| ARTICLE |

╭──

Good afternoon, and welcome to the PJM Capacity Market Forum.  I want to thank the many panelists appearing here today for their time and contributions to this forum, and I also want to thank my colleagues for their interest in and dedication to improving PJM’s capacity market.  I’d also like to give special thanks to Katherine Scott, who has led our great staff’s combined effort to bring this forum to fruition.

PJM is the oldest, largest and most complex RTO – 14 jurisdictions, almost 200,000 megawatts of capacity, and 65 million customers.  Hardly a week goes by where the Commission is not called upon to grapple with a tariff revision, a complaint, or a dispute.  That underscores PJM’s size, the rich diversity of its resource mix, and the challenges PJM faces, including the overlapping but at times conflicting energy policies of its state members, as well as federal policies that affect PJM’s resource mix and electric loads.

This forum is about resource adequacy in PJM, a topic we’ll hear a lot about today, and rightly so.  A market design that doesn’t procure adequate resources isn’t worth the tariff sheets it’s printed on. 

Resource adequacy means at least two, interrelated things.  First, and most fundamentally, it means that there must be enough supply – as in electrons -  to meet demand, plus a sufficient reserve margin.  PJM, and the nation as a whole, are blessed with an abundance of energy resources, in the power sector and elsewhere.  Between existing, “under development,” and potential future assets, we can meet demand over the next few years.  The challenges, however, are manifold, including extreme weather, supply chain issues, siting, load forecasting, and interconnection queues, plus all the issues currently being discussed in PJM’s fast track stakeholder process. 

The key takeaway is that we “can” meet the challenge.  But NERC, PJM and others have warned us, early and often, that current forecasts could lead to a supply gap in certain regions over the next few years, caused by the accelerating pace of early plant retirements, and a far slower pace in the development timelines to bring new resources into commercial operation. 

The good news is that we are keenly aware of the issue: every federal and state regulator, and every developer and consumer, is eying the same trends on this front, and we are all compelled to act.  This Commission will work diligently, with the ample tools and resources at our disposal and with the creative talents of our state colleagues and stakeholders, to ensure that we meet the moment.

But let me turn to the second component of resource adequacy.  That one has to do with making sure we have the resources in place for the grid to respond, in real time, to the severe, recurrent and now frequent shocks to the system that are the new normal in our industry. 

The energy world may be an arcane arena of acronyms, engineering terms, and legal doctrines, but the stakes of getting resource adequacy right are understood instantly by the tens of millions of consumers and businesses that have lived through one or more of these events.  Uri and Elliott are our teachable moments. 

While we reserve judgment on the package of market reforms that PJM has promised for this Fall, PJM deserves credit for what appears to be an ongoing and rigorous reassessment of its basic assumptions about reliability risk modeling and capacity accreditation.  It has turned a critical eye toward long-held assumptions, and zeroed in on the central task at hand: what are the highest risk periods of the year for these disruptive and life-threatening reliability events; how can PJM and regulators best prepare for those events; and what resources must the grid have on hand to respond effectively and expediently to keep the lights on?

╰──

Excerpts from a point labeling dataset
╭──

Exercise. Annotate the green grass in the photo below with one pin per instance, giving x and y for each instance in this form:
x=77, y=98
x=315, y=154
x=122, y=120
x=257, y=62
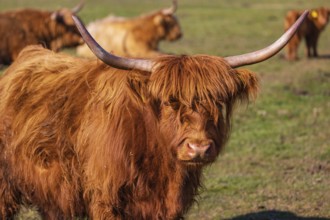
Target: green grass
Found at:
x=277, y=162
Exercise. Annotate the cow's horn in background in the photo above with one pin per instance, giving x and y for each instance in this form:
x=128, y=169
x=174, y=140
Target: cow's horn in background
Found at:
x=267, y=52
x=78, y=7
x=108, y=58
x=172, y=9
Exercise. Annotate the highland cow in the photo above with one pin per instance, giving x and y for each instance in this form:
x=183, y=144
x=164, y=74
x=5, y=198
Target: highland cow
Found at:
x=53, y=29
x=137, y=37
x=309, y=30
x=119, y=139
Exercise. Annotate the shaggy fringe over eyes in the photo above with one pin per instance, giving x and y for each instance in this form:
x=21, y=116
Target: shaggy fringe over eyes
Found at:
x=201, y=78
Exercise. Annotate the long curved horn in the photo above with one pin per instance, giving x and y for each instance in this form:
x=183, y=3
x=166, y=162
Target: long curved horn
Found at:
x=78, y=7
x=108, y=58
x=171, y=9
x=267, y=52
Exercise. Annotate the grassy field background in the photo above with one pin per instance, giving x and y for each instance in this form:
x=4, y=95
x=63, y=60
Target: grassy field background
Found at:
x=277, y=162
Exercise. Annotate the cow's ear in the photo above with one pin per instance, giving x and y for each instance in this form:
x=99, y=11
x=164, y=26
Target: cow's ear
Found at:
x=64, y=16
x=248, y=85
x=158, y=19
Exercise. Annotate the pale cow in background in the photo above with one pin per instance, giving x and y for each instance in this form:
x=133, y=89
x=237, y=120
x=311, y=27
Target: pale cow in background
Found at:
x=52, y=29
x=137, y=37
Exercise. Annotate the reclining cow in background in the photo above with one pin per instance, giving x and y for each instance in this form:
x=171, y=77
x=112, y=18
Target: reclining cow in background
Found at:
x=310, y=30
x=137, y=37
x=123, y=139
x=53, y=29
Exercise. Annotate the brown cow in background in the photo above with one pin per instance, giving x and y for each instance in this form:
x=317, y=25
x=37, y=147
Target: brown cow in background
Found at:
x=123, y=139
x=310, y=30
x=53, y=29
x=137, y=37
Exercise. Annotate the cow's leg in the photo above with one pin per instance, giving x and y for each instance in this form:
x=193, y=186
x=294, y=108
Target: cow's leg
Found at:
x=292, y=48
x=314, y=46
x=8, y=198
x=308, y=41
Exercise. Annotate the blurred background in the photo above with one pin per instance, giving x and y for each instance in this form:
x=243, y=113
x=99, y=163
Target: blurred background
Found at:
x=277, y=162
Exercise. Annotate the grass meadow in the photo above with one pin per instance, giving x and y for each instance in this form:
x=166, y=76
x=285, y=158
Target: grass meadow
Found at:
x=276, y=165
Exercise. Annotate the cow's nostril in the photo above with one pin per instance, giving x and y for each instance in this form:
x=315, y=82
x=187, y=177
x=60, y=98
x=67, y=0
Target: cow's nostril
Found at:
x=198, y=150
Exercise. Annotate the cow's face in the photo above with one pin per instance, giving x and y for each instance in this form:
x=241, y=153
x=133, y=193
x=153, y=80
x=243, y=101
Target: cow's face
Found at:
x=195, y=96
x=67, y=34
x=320, y=17
x=196, y=133
x=169, y=26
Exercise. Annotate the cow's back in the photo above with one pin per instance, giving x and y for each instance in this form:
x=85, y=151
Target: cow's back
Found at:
x=42, y=97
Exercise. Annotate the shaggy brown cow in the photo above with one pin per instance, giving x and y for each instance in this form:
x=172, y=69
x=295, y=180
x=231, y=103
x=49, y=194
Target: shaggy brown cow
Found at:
x=310, y=30
x=137, y=37
x=124, y=139
x=53, y=29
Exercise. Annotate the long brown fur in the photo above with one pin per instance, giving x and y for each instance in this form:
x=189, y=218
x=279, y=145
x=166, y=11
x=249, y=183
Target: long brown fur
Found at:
x=53, y=29
x=80, y=138
x=310, y=31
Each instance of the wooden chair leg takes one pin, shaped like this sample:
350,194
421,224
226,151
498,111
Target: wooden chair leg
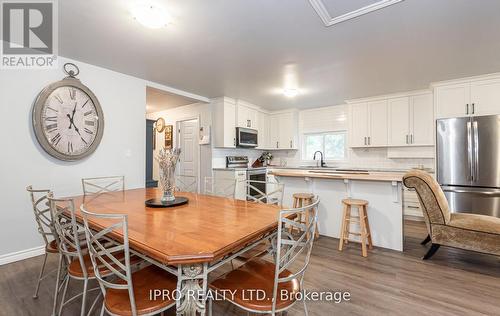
343,228
364,236
426,240
348,225
432,251
367,224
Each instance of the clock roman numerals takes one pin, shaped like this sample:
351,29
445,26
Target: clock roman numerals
56,139
88,131
51,127
58,98
72,93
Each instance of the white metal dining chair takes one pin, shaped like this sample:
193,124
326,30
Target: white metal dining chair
99,185
282,280
264,192
43,218
219,187
186,183
74,263
125,292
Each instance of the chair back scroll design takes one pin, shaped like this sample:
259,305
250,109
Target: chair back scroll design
43,216
289,248
110,260
70,238
255,194
99,185
220,187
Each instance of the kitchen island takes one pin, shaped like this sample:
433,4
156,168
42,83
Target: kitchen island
383,191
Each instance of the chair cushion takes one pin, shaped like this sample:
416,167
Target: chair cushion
75,268
144,281
475,222
256,274
469,231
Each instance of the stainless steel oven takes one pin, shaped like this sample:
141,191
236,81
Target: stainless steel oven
246,137
258,176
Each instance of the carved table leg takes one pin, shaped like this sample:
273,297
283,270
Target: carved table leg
192,289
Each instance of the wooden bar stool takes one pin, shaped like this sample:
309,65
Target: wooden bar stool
362,220
301,200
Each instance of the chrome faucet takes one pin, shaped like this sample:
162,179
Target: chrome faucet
322,161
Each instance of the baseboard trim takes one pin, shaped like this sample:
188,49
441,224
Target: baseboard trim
21,255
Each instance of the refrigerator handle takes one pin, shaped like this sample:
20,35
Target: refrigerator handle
476,151
469,150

╰──

| EXERCISE PROMPT |
In one to three sentences, explain why the remarks say current forecasts could lead to a supply gap in certain regions over the next few years.

| RESULT |
The remarks attribute the possible supply gap to the accelerating pace of early plant retirements. At the same time, the development timelines for bringing new resources into commercial operation are moving at a far slower pace.